Having agreed to Labor’s policy proposals on DisabilityCare, the increase in the Medicare levy and education funding, Opposition leader Tony Abbott has moved the Coalition’s fiscal policy plans for the return to surplus and government debt to equal that outlined by the government.
No longer is Abbott promising a bigger or earlier budget surplus.
There were a couple of curious throwaway lines in his campaign launch yesterday that no one seems to have noticed.
At the launch in Brisbane, Abbott said that “by the end of a Coalition government’s first term, the budget will be on track to a believable surplus.” This was met with applause from the crowd.
But it is a very odd commitment given that the current fiscal position outlined in the Pre-Economic Fiscal Outlook document is for there to be a surplus of $4.2 billion in 2016-17 after a wafer thin deficit of $4.7 billion in 2015-16. In other words, there already is a “believable surplus” in the current budget figuring in just three years’ time.
It needs to be remembered that the PEFO projections are based on Treasury’s relatively pessimistic view about global growth and the terms of trade over the next three years, which means there is a lot of upside to these projections even without any policy changes (A pre-election budget on the sober side, August 13). This means that for even a slight uptick in growth or inflation from the current forecasts, the budget will be propelled into surplus in 2015-16 with an even larger surplus for 2016-17.
And this is all under the Labor government’s policy plans.
Abbott’s pledge on the return of the budget to surplus is effectively the same as Kevin Rudd’s.
Abbott elsewhere implicitly embraced the current profile and magnitude of the return to budget surplus under the Labor government, saying that “within a decade, the budget surplus will be one per cent of GDP”. Interestingly, this is same as the average size of the budget surpluses already factored into the four years from 2019-20 outlined in the PEFO. It is already going to happen, based on current economic projections.

Stored dataset items:

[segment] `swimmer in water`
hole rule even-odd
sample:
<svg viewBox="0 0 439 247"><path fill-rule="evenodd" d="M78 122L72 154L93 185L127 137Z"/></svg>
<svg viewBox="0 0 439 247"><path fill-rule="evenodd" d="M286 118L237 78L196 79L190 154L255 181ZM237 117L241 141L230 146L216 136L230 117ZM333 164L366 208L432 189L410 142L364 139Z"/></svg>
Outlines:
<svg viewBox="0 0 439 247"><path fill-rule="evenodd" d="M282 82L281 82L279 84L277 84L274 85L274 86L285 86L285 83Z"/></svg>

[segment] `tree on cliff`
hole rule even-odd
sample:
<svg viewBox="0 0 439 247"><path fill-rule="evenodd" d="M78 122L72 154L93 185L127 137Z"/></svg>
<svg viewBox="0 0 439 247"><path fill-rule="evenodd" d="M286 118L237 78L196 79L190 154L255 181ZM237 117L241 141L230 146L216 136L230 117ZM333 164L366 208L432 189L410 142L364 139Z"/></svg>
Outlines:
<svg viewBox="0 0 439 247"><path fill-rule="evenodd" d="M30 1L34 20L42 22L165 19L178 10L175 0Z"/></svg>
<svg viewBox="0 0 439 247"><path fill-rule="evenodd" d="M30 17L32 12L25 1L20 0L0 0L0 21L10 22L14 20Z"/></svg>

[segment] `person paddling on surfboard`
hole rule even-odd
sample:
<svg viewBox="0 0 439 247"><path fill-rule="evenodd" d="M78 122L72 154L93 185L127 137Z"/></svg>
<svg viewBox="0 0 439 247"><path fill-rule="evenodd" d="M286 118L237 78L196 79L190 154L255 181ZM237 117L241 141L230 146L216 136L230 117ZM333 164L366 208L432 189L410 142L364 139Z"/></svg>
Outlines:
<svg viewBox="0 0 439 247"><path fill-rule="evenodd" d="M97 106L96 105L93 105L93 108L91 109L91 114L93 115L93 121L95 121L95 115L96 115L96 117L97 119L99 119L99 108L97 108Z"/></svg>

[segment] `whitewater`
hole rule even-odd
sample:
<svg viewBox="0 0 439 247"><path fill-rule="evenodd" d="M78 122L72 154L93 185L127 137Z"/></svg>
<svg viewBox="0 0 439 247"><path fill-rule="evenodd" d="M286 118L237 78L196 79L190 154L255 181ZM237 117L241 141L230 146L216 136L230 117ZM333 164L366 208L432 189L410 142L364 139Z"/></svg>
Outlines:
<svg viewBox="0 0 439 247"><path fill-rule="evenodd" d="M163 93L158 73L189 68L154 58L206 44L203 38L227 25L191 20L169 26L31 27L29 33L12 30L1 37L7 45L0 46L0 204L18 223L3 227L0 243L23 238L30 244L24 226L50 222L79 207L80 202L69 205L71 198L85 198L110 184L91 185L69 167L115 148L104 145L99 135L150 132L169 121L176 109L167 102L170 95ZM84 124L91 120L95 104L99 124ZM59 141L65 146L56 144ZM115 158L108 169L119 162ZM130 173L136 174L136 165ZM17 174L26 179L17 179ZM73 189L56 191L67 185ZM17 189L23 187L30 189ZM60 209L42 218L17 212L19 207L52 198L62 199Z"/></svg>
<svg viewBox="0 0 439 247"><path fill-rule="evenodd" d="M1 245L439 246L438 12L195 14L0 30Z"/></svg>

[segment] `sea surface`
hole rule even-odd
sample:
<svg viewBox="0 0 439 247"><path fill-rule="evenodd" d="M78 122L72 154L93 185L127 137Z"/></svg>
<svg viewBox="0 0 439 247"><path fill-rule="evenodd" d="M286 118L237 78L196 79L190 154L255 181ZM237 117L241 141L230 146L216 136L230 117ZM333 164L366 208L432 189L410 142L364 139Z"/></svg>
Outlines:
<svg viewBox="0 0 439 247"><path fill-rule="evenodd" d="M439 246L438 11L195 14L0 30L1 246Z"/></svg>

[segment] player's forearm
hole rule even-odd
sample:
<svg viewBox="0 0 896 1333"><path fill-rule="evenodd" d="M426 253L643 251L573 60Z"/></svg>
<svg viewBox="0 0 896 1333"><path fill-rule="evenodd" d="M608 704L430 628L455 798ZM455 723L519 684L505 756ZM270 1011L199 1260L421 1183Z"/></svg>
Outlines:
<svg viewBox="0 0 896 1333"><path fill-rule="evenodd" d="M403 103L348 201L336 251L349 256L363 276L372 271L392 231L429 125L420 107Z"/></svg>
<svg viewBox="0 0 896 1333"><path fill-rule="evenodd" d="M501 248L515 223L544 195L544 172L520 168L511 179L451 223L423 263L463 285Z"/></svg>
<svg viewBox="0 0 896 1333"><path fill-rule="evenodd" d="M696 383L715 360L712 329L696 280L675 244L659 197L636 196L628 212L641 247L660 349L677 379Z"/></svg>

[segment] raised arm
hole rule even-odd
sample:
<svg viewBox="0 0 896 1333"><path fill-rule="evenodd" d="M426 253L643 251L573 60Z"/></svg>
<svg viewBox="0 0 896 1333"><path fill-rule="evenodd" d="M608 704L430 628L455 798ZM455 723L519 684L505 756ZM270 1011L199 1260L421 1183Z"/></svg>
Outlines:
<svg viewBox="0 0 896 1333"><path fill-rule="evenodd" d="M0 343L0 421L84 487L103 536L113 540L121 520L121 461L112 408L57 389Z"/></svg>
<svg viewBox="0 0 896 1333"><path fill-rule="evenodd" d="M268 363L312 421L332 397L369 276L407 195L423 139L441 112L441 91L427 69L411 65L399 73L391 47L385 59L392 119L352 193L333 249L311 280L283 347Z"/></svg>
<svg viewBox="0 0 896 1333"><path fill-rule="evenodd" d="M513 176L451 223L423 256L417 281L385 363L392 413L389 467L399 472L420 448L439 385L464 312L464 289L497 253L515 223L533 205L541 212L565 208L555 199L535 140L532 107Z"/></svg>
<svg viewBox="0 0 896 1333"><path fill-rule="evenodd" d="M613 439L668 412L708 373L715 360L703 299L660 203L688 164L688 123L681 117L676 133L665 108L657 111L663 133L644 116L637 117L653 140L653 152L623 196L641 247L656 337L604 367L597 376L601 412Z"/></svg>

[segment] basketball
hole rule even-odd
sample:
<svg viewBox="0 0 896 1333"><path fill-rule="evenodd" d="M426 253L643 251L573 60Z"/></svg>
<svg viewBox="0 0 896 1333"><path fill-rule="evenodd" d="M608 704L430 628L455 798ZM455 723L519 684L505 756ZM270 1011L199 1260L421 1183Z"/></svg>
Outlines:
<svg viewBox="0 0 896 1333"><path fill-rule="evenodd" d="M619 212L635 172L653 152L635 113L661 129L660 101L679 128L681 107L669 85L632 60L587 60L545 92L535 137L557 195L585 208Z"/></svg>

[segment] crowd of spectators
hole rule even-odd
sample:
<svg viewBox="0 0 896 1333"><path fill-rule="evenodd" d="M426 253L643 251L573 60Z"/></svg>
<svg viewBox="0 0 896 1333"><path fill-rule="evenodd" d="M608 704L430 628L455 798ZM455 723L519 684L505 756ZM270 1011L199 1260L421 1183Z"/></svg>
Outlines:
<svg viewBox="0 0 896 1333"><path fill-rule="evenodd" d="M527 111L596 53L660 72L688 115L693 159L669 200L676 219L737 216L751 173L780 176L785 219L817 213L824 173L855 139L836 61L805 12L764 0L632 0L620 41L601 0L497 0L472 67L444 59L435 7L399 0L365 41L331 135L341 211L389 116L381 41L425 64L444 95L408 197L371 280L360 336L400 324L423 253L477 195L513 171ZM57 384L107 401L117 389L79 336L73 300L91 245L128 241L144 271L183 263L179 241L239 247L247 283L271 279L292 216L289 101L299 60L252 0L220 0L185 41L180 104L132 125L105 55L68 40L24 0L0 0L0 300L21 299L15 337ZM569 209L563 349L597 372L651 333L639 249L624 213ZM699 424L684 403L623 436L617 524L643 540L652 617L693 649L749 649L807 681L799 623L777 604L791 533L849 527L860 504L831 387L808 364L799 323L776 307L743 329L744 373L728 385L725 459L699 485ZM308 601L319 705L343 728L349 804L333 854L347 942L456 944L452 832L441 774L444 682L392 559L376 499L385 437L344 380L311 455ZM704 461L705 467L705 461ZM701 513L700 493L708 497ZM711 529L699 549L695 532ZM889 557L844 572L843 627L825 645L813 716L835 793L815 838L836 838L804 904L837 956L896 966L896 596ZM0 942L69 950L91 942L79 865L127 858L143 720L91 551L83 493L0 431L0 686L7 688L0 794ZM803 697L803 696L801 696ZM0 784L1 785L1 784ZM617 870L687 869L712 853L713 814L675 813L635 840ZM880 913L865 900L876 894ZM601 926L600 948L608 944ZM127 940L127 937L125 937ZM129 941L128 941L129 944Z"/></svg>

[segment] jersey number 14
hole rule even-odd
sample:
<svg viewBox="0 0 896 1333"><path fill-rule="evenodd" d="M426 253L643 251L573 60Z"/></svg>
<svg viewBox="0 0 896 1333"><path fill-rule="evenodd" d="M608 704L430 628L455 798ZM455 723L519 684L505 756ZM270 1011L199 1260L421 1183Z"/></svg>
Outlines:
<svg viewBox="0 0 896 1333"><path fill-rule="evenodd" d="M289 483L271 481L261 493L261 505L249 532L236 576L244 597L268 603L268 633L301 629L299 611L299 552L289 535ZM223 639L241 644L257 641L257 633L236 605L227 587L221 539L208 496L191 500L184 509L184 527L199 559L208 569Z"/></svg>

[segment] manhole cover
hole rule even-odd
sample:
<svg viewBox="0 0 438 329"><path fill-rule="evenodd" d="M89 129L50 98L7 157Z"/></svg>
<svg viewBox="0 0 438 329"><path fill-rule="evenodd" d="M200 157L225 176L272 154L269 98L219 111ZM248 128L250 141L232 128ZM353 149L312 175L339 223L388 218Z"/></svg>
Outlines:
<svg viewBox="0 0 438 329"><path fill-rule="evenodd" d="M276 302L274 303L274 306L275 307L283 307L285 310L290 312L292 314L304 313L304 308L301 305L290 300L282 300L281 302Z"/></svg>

◆ Tasks to complete ◆
a – Update the article on Abbott's surplus pledge, starting at "It needs to" and ending at "as Kevin Rudd’s.", so that "pessimistic" is replaced with "cautious".
b – Write what follows the last sentence of the article on Abbott's budget surplus pledge.
These records were drawn from a separate source.

◆ Answers for this exercise ◆
a –
It needs to be remembered that the PEFO projections are based on Treasury’s relatively cautious view about global growth and the terms of trade over the next three years, which means there is a lot of upside to these projections even without any policy changes (A pre-election budget on the sober side, August 13). This means that for even a slight uptick in growth or inflation from the current forecasts, the budget will be propelled into surplus in 2015-16 with an even larger surplus for 2016-17.
And this is all under the Labor government’s policy plans.
Abbott’s pledge on the return of the budget to surplus is effectively the same as Kevin Rudd’s.

b –
Seemingly gone are the surpluses in every year of the Coalition government that only last year Shadow Treasurer Joe Hockey was spruiking.
Abbott’s economic conversion did not end there, when he also noted that “if our vision is realised, within 10 years Australia will have lower, simpler, fairer taxes. There will be two million more jobs.”
It is the pledge on jobs that is underwhelming. If Abbott is true to his word and only 2 million jobs are created by 2023, it implies the unemployment rate rising to around 6.5 per cent over that time, from an average level of just 5 per cent over the past 5 years. This 6.5 per cent unemployment rate target for the Coalition is based on an assumption that the population grows, on average, at the same pace as the last year and the workforce participation rate is steady at the most recent estimate of 65.1 per cent.
A drover’s dog would deliver 2 million jobs over the next decade given these dynamics. Abbott gave no commitment on the unemployment rate, probably because he knows it will be difficult to reduce it much from the recent levels. The real skill would be creating 2.25 million jobs over the next decade and getting the unemployment rate back to 5 per cent or lower.
Abbott gave no such pledge.
There was also some confusion from Abbott was when he said, “the current government has turned $50 billion in the bank into debt spiralling towards $400 billion that our children and grandchildren will struggle to repay”.
The first point to note is that the “$50 billion in the bank” was in fact $44.8 billion in net financial assets that were in place in June 2008. It is a $5 billion error to start with.
Abbott’s reference to “debt spiraling towards $400 billion” contains an error of a further $30 billion. The PEFO confirms debt will peak at $370 billion. Perhaps more mischievous is Abbott starting the sentence with a reference to net debt and then comparing it to gross debt. Abbott did not mention that when the Howard government left office, gross government debt was $47 billion. Nor did he mention that net debt in June 2013 was $162 billion.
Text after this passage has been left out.